Written task
Pull out every line of the records below that contains the word "white". Case counts.

Records for pointing at objects in photos
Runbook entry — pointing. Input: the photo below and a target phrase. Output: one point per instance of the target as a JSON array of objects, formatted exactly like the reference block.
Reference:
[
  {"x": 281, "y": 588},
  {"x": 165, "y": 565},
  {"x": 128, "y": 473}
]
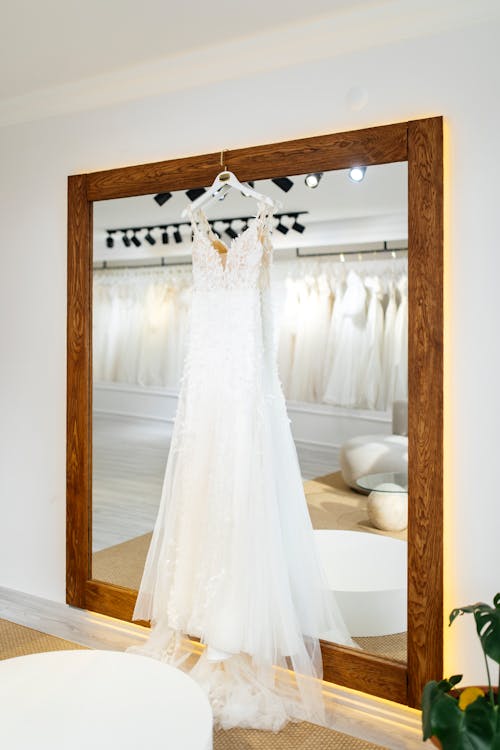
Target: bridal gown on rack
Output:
[{"x": 232, "y": 559}]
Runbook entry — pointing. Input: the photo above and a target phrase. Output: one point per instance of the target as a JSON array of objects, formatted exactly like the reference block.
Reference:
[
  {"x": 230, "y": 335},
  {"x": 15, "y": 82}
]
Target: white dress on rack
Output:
[
  {"x": 344, "y": 384},
  {"x": 232, "y": 559},
  {"x": 401, "y": 343},
  {"x": 371, "y": 382}
]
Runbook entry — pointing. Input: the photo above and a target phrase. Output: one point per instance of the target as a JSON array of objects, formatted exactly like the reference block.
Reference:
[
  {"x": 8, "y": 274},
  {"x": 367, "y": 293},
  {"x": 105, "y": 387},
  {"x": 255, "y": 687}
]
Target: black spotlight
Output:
[
  {"x": 162, "y": 198},
  {"x": 312, "y": 179},
  {"x": 298, "y": 227},
  {"x": 195, "y": 193},
  {"x": 284, "y": 183},
  {"x": 149, "y": 237}
]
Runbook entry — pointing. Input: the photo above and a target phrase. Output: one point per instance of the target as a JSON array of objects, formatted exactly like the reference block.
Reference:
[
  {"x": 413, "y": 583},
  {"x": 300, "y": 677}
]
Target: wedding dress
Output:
[{"x": 232, "y": 559}]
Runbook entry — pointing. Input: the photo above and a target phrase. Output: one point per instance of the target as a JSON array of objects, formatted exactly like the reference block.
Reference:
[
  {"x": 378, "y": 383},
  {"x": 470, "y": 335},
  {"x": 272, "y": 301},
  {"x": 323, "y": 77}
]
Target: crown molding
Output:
[{"x": 342, "y": 32}]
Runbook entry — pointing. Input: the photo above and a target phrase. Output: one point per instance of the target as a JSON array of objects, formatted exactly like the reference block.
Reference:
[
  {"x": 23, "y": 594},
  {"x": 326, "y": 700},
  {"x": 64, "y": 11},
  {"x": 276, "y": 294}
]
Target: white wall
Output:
[{"x": 456, "y": 75}]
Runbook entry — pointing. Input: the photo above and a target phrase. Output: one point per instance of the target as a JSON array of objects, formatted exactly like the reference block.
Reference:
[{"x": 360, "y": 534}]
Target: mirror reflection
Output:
[{"x": 339, "y": 285}]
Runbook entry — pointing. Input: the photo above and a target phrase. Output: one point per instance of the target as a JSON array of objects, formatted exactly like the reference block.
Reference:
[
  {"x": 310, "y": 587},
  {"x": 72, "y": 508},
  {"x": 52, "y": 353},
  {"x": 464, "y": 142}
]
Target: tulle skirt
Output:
[{"x": 232, "y": 559}]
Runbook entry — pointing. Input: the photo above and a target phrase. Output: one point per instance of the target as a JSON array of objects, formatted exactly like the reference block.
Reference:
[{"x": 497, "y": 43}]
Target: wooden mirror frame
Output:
[{"x": 420, "y": 143}]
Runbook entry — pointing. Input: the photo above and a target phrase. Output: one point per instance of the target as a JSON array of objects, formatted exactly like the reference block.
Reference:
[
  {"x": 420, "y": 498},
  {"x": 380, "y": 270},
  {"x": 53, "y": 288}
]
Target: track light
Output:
[
  {"x": 195, "y": 193},
  {"x": 162, "y": 198},
  {"x": 149, "y": 237},
  {"x": 284, "y": 183},
  {"x": 356, "y": 174},
  {"x": 312, "y": 179}
]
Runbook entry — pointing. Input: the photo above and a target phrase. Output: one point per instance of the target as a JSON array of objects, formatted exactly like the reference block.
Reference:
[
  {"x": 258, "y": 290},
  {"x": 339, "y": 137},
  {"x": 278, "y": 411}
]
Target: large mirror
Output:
[
  {"x": 340, "y": 294},
  {"x": 341, "y": 279}
]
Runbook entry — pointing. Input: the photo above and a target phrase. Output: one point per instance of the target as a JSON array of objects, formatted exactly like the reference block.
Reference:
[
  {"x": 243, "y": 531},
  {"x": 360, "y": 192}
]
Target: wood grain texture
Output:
[
  {"x": 363, "y": 671},
  {"x": 421, "y": 143},
  {"x": 320, "y": 153},
  {"x": 79, "y": 392},
  {"x": 110, "y": 600},
  {"x": 425, "y": 397}
]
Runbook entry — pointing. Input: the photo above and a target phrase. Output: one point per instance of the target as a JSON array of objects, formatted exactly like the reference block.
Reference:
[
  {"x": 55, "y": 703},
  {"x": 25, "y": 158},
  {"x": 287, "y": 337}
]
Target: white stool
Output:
[
  {"x": 372, "y": 454},
  {"x": 76, "y": 700}
]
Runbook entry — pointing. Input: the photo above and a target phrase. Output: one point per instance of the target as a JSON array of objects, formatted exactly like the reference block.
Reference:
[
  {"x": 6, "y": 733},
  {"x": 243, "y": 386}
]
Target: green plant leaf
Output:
[
  {"x": 487, "y": 625},
  {"x": 472, "y": 729}
]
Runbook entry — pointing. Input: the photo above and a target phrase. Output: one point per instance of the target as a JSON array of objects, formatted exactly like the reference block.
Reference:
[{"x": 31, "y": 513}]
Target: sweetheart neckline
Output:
[{"x": 229, "y": 248}]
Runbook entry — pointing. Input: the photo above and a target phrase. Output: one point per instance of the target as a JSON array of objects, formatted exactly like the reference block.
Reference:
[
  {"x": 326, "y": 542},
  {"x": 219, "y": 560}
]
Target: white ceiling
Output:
[
  {"x": 45, "y": 43},
  {"x": 338, "y": 212}
]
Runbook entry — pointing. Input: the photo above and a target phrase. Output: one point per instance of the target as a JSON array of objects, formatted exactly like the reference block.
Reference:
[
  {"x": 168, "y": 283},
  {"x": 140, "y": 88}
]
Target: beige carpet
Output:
[
  {"x": 17, "y": 640},
  {"x": 123, "y": 565}
]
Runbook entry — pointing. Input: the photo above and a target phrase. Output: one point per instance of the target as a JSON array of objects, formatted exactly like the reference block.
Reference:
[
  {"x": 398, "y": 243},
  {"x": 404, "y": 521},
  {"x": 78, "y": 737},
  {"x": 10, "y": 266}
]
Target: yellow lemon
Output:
[{"x": 468, "y": 696}]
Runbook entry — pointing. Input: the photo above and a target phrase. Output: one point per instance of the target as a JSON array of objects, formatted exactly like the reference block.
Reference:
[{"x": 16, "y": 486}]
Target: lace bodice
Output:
[{"x": 247, "y": 261}]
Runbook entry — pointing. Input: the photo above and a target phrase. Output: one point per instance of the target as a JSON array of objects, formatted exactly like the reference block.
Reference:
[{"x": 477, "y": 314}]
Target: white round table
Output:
[{"x": 79, "y": 700}]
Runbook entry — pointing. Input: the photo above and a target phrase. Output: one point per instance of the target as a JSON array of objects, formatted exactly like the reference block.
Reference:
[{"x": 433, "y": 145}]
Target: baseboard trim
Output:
[{"x": 373, "y": 719}]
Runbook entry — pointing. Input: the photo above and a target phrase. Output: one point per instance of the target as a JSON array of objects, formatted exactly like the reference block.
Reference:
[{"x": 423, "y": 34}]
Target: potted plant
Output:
[{"x": 469, "y": 718}]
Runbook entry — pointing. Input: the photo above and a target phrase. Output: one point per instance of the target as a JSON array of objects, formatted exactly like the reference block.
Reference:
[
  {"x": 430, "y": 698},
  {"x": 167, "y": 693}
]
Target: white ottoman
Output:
[
  {"x": 373, "y": 454},
  {"x": 82, "y": 700}
]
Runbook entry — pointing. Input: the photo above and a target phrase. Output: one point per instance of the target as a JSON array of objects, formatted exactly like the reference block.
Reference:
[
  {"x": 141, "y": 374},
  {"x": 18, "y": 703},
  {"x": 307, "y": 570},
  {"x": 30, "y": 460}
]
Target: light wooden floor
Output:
[
  {"x": 17, "y": 640},
  {"x": 128, "y": 465}
]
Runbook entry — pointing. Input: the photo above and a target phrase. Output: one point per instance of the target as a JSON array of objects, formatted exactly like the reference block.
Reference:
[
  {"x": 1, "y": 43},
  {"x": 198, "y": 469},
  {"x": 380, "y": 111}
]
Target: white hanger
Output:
[{"x": 228, "y": 179}]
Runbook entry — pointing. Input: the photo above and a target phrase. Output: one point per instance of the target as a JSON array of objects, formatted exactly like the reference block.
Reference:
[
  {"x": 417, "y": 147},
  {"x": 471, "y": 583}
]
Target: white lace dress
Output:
[{"x": 232, "y": 559}]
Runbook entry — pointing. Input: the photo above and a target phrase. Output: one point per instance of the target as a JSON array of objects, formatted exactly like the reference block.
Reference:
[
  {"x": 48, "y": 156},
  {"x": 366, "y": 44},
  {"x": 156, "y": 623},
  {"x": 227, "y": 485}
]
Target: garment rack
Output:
[
  {"x": 104, "y": 265},
  {"x": 355, "y": 253}
]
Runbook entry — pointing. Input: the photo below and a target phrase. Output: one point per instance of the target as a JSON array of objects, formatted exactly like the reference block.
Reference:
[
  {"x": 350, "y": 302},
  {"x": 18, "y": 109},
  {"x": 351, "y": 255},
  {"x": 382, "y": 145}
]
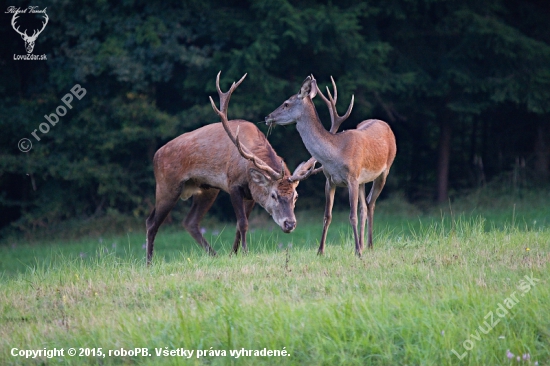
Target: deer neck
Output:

Final answer
Target: white dress on rack
Target: white wall
Target: white stool
Target: white ceiling
Target: white round table
Target: white ottoman
Target: white hanger
Target: white lace dress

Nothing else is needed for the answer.